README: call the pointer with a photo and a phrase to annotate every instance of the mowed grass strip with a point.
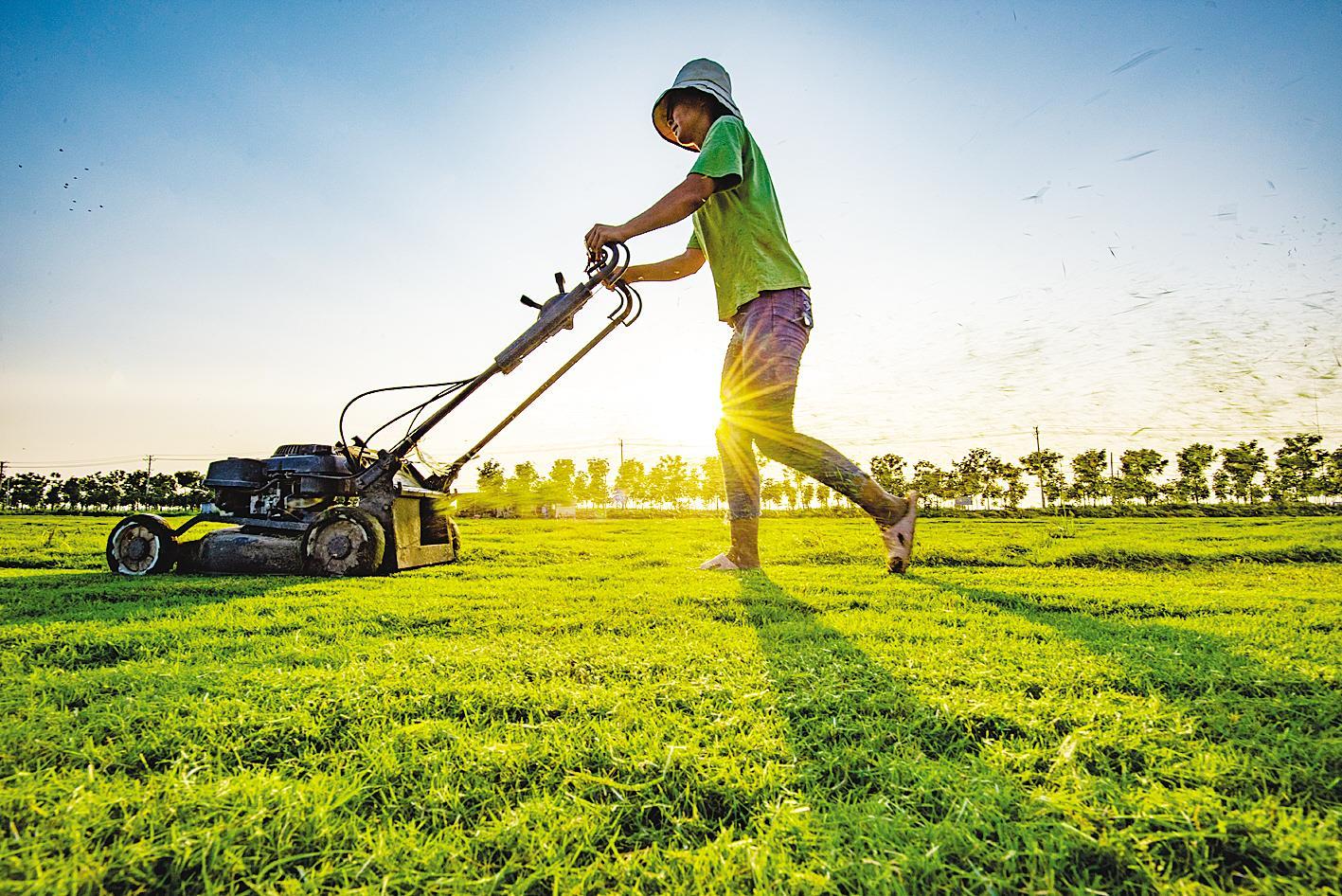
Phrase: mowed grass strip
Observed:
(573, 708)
□ □ □ □ □ □ □
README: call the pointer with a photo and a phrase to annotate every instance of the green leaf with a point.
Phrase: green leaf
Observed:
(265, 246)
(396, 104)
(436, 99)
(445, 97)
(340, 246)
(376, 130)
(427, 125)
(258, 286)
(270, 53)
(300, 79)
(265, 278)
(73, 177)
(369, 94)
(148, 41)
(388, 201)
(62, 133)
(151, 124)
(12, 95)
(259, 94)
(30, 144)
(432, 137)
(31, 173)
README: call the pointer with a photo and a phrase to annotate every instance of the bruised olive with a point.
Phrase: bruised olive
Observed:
□ □ □ □ □ □ □
*WHAT YOU ARE ASKED TO DO:*
How many lines in the items above contain the word "call"? Reply with the number alone.

*RESPONSE TO THE TASK:*
3